[Start Source extract]

In the 1870 federal census, D. B. Brown is listed as a 21-year-old lawyer from Pennsylvania, in household #15. Like Josiah J. Brown, he had connections to Presbyterian missionaries.

David was born in 1849, the seventh and penultimate child of Rev. David B. Brown, Sr. and his wife, Alice H. Pusey. He had 4 older sisters (Helen Ann, Mary Crawford, Alice Hill, and Elizabeth Cooper) and two older brothers, John, and David’s namesake, David B., who died at 11 months old. Four years after David was born, the final child, James Cooper was born.

[End Source extract]
[Start Given data]

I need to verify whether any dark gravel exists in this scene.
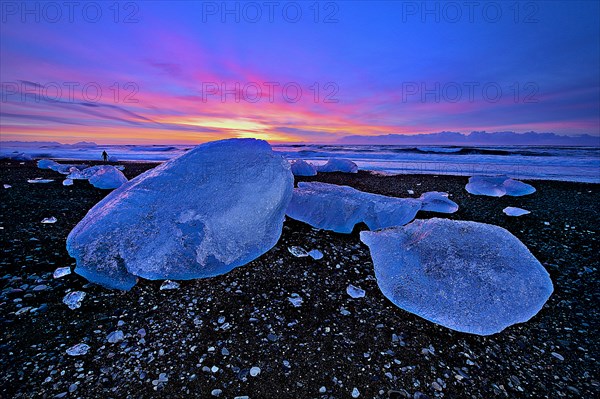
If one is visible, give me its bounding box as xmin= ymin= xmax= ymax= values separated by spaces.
xmin=0 ymin=161 xmax=600 ymax=399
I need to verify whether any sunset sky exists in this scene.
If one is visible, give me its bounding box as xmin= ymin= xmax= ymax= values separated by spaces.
xmin=0 ymin=1 xmax=600 ymax=144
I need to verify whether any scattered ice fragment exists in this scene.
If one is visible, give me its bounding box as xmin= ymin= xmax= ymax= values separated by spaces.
xmin=67 ymin=344 xmax=90 ymax=356
xmin=27 ymin=177 xmax=54 ymax=183
xmin=346 ymin=284 xmax=365 ymax=299
xmin=360 ymin=218 xmax=553 ymax=335
xmin=63 ymin=291 xmax=85 ymax=310
xmin=67 ymin=139 xmax=294 ymax=290
xmin=288 ymin=246 xmax=308 ymax=258
xmin=291 ymin=159 xmax=317 ymax=176
xmin=106 ymin=330 xmax=125 ymax=344
xmin=84 ymin=165 xmax=127 ymax=190
xmin=160 ymin=280 xmax=179 ymax=291
xmin=317 ymin=158 xmax=358 ymax=173
xmin=502 ymin=206 xmax=531 ymax=216
xmin=308 ymin=249 xmax=323 ymax=260
xmin=465 ymin=176 xmax=535 ymax=197
xmin=287 ymin=182 xmax=421 ymax=233
xmin=419 ymin=191 xmax=458 ymax=213
xmin=288 ymin=293 xmax=302 ymax=308
xmin=53 ymin=266 xmax=71 ymax=278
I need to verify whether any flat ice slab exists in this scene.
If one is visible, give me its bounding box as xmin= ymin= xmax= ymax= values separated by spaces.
xmin=465 ymin=176 xmax=535 ymax=197
xmin=287 ymin=182 xmax=421 ymax=233
xmin=360 ymin=218 xmax=553 ymax=335
xmin=67 ymin=139 xmax=293 ymax=290
xmin=291 ymin=159 xmax=317 ymax=176
xmin=317 ymin=158 xmax=358 ymax=173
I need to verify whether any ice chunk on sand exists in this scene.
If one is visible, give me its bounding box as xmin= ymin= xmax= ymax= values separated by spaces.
xmin=287 ymin=182 xmax=421 ymax=233
xmin=465 ymin=176 xmax=535 ymax=197
xmin=502 ymin=206 xmax=531 ymax=216
xmin=346 ymin=284 xmax=365 ymax=299
xmin=308 ymin=249 xmax=323 ymax=260
xmin=27 ymin=177 xmax=54 ymax=183
xmin=317 ymin=158 xmax=358 ymax=173
xmin=89 ymin=165 xmax=127 ymax=189
xmin=160 ymin=280 xmax=179 ymax=291
xmin=288 ymin=246 xmax=308 ymax=258
xmin=360 ymin=218 xmax=553 ymax=335
xmin=67 ymin=344 xmax=90 ymax=356
xmin=63 ymin=291 xmax=85 ymax=310
xmin=67 ymin=139 xmax=294 ymax=289
xmin=52 ymin=266 xmax=71 ymax=278
xmin=291 ymin=159 xmax=317 ymax=176
xmin=419 ymin=191 xmax=458 ymax=213
xmin=37 ymin=159 xmax=58 ymax=169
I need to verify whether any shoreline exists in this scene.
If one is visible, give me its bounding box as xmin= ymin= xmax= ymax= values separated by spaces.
xmin=0 ymin=161 xmax=600 ymax=398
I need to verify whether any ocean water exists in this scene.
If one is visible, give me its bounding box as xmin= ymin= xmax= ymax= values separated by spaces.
xmin=0 ymin=142 xmax=600 ymax=183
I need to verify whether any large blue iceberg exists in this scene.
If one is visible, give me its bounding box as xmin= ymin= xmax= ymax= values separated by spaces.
xmin=67 ymin=139 xmax=293 ymax=290
xmin=291 ymin=159 xmax=317 ymax=176
xmin=360 ymin=218 xmax=553 ymax=335
xmin=465 ymin=176 xmax=535 ymax=197
xmin=287 ymin=182 xmax=421 ymax=233
xmin=317 ymin=158 xmax=358 ymax=173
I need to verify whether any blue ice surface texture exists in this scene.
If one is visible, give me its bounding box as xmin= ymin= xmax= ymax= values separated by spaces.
xmin=360 ymin=218 xmax=553 ymax=335
xmin=419 ymin=191 xmax=458 ymax=213
xmin=67 ymin=139 xmax=294 ymax=290
xmin=84 ymin=165 xmax=127 ymax=190
xmin=465 ymin=176 xmax=535 ymax=197
xmin=317 ymin=158 xmax=358 ymax=173
xmin=291 ymin=159 xmax=317 ymax=176
xmin=287 ymin=182 xmax=421 ymax=233
xmin=502 ymin=206 xmax=531 ymax=216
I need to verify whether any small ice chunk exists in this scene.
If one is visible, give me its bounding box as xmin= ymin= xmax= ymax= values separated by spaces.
xmin=502 ymin=206 xmax=531 ymax=216
xmin=287 ymin=182 xmax=421 ymax=233
xmin=84 ymin=165 xmax=127 ymax=190
xmin=53 ymin=266 xmax=71 ymax=278
xmin=346 ymin=284 xmax=365 ymax=299
xmin=465 ymin=175 xmax=535 ymax=197
xmin=288 ymin=246 xmax=308 ymax=258
xmin=291 ymin=159 xmax=317 ymax=176
xmin=419 ymin=191 xmax=458 ymax=213
xmin=67 ymin=344 xmax=90 ymax=356
xmin=27 ymin=177 xmax=54 ymax=183
xmin=317 ymin=158 xmax=358 ymax=173
xmin=63 ymin=291 xmax=85 ymax=310
xmin=360 ymin=218 xmax=553 ymax=335
xmin=160 ymin=280 xmax=179 ymax=291
xmin=106 ymin=330 xmax=125 ymax=344
xmin=288 ymin=293 xmax=302 ymax=308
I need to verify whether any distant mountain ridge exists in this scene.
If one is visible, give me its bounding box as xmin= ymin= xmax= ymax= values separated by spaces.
xmin=336 ymin=131 xmax=600 ymax=147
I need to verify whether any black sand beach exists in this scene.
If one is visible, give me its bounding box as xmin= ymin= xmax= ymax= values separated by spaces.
xmin=0 ymin=161 xmax=600 ymax=399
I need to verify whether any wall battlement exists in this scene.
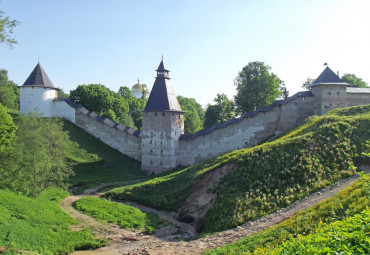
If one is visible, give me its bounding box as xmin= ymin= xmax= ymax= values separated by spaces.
xmin=20 ymin=60 xmax=370 ymax=173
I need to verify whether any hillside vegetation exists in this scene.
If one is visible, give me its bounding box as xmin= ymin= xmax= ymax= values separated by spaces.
xmin=106 ymin=105 xmax=370 ymax=233
xmin=74 ymin=197 xmax=162 ymax=234
xmin=0 ymin=189 xmax=105 ymax=254
xmin=205 ymin=172 xmax=370 ymax=255
xmin=63 ymin=121 xmax=149 ymax=188
xmin=0 ymin=114 xmax=148 ymax=196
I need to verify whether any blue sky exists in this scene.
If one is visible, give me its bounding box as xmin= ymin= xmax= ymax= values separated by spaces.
xmin=0 ymin=0 xmax=370 ymax=106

[End Given data]

_Problems_
(1) Using the passage about D. B. Brown, answer these:
(a) What age and occupation does the 1870 federal census give for D. B. Brown?
(b) What was the name of David's mother?
(c) Which child was born four years after David?
(2) Can you carry the account of D. B. Brown and his family forward from its last sentence?

_Results by task_
(1)
(a) He is listed as a 21-year-old lawyer.
(b) Alice H. Pusey.
(c) James Cooper, the final child.

(2)
David’s father was born in the small village of Newton, Scotland, about 10 miles from the edges of Edinburgh, overlooking the Firth of Forth. Alice Pusey was a native Pennsylvanian and they were married in Philadelphia Oct 24, 1835. When David, Jr. was born, David, Sr. was a home missionary, seeking to establish a church in Coudersport, Potter Co., PA. In a report for the American Home Missionary Society for 1849, the year of David, Jr.’s birth, his father wrote:

I live in the centre of a region larger than the States of Connecticut and Rhode Island together, in which there is not a single place of worship, i.e., church buildings from my house, is the following: 36 miles east, 26 miles north, 28 miles west, and 70 miles south. May God help us to raise a temple to his praise in this vast and desolate region.

Rev. Brown succeeded in his vision—when David, Jr. was just one year old, the first church ever built in Coudersport was a Presbyterian house of worship, erected in 1850, as a result of his father’s perseverance over several years.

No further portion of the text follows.